» **WHAT THIS TASK INVOLVES**:
Please report how many lines in the rows below contain the string "black", treating uppercase and lowercase as different. Give only the number.

## Start DATASET CONTENT

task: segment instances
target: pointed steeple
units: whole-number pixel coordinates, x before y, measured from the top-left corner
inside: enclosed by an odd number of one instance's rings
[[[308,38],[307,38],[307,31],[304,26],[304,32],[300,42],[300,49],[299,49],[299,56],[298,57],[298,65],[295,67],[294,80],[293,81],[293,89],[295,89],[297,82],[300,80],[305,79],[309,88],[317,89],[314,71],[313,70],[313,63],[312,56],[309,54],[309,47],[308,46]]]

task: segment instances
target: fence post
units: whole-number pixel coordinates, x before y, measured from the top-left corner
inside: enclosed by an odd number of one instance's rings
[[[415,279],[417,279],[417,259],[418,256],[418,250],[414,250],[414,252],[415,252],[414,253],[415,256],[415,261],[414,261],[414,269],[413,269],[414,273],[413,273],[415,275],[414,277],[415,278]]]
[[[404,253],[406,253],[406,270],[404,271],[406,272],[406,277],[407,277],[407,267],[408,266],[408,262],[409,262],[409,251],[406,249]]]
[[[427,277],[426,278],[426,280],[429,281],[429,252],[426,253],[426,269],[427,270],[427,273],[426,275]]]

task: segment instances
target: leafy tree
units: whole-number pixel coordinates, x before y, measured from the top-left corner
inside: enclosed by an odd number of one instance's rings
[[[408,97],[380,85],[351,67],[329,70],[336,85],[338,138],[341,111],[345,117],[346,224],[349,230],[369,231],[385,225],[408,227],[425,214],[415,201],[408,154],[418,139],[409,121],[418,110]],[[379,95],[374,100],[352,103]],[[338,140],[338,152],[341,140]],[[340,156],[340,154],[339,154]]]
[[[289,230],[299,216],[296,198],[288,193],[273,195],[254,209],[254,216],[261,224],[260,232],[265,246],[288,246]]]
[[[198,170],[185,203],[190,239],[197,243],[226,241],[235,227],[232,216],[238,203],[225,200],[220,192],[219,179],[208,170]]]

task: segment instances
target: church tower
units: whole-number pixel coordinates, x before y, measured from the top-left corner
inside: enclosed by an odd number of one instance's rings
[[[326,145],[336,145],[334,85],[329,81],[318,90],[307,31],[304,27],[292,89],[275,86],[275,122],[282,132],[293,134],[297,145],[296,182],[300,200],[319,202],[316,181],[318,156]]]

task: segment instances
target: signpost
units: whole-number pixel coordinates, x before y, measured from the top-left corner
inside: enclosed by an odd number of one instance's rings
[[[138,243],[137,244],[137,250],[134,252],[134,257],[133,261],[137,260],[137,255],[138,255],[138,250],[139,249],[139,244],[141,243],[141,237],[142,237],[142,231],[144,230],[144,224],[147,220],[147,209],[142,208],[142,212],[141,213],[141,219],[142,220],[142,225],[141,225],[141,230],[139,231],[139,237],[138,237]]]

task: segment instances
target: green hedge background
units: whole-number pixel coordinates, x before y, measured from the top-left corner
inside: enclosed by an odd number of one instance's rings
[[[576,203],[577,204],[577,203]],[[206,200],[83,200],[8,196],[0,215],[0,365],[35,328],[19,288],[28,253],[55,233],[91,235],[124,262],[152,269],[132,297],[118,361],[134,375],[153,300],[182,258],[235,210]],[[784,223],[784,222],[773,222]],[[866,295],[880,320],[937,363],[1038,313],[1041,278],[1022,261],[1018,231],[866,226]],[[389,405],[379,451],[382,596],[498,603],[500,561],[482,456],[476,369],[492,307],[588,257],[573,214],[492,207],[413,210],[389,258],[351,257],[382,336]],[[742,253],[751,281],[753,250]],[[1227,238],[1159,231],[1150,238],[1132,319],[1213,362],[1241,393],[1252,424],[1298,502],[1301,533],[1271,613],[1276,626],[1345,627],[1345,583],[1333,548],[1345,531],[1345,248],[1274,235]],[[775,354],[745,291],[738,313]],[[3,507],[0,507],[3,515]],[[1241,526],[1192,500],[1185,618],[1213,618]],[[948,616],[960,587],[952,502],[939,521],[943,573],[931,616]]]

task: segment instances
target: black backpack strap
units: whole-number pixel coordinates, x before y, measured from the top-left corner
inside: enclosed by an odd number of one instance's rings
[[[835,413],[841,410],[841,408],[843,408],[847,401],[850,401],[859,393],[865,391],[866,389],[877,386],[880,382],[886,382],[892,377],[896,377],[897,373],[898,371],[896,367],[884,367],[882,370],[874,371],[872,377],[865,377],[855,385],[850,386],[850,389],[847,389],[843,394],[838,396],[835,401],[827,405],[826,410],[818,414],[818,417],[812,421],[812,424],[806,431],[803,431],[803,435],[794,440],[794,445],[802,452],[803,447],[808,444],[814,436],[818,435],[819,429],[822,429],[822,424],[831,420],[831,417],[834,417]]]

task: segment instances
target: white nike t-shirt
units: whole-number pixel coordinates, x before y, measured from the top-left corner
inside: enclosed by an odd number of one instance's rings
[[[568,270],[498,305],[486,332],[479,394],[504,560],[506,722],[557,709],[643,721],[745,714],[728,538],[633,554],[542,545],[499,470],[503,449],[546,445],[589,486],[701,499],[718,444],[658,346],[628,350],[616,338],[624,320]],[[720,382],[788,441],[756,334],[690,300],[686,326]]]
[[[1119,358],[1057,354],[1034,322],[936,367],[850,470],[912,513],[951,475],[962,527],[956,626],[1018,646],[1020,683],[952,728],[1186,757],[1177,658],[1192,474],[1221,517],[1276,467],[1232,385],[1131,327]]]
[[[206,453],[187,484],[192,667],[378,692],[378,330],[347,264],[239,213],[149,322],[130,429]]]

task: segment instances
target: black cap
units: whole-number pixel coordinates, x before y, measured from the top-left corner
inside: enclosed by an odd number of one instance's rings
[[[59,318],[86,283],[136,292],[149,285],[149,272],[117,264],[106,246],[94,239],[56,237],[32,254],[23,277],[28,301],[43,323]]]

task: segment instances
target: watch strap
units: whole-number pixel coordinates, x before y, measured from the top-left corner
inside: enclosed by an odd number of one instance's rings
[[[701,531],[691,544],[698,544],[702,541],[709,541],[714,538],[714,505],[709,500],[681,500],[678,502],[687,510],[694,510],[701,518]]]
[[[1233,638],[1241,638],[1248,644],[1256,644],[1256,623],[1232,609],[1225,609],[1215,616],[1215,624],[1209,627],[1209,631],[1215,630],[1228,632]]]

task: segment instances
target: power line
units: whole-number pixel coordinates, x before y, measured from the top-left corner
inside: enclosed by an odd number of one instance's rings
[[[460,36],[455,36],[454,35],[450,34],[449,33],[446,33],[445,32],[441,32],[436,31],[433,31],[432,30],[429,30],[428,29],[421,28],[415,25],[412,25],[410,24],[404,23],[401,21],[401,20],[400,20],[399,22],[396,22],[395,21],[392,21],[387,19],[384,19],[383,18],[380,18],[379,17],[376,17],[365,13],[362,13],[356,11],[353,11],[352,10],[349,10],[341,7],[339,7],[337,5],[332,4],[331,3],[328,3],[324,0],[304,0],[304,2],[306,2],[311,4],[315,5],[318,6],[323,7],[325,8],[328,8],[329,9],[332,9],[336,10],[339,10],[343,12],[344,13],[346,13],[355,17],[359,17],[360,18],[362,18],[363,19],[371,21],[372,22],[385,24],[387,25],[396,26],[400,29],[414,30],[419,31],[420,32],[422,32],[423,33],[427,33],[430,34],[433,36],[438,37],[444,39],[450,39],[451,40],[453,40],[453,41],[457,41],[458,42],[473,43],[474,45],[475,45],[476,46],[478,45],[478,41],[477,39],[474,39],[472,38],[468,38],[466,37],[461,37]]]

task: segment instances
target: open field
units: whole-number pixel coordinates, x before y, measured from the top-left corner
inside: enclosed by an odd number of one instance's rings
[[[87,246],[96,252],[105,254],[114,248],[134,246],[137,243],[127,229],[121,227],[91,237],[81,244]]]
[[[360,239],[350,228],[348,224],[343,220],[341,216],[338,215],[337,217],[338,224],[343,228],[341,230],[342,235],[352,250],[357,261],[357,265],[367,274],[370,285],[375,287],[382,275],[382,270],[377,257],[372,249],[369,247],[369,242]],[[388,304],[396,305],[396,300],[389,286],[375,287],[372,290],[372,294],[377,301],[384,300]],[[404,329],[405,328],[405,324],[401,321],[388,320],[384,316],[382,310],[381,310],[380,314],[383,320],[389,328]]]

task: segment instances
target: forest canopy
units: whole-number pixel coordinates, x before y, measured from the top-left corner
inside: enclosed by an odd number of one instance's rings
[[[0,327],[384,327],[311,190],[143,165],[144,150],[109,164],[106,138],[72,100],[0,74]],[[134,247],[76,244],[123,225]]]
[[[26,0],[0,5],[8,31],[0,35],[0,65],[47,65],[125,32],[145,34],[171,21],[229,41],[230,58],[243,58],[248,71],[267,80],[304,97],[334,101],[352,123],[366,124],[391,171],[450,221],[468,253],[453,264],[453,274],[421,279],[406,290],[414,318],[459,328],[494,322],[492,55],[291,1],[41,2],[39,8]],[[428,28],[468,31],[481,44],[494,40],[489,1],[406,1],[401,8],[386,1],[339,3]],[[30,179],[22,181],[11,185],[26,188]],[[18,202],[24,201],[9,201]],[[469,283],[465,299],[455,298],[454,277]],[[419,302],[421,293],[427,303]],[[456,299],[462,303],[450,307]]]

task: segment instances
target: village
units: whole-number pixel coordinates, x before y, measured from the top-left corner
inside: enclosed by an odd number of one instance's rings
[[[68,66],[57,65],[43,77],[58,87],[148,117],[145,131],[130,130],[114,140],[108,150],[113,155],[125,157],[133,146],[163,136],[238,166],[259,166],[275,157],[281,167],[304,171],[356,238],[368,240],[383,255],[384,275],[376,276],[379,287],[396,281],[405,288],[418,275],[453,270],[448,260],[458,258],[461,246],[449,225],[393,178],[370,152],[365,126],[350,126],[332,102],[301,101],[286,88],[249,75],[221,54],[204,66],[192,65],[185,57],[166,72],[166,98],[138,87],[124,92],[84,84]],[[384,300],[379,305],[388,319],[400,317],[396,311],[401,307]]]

## End DATASET CONTENT

» **RESULT FOR THIS EXERCISE**:
2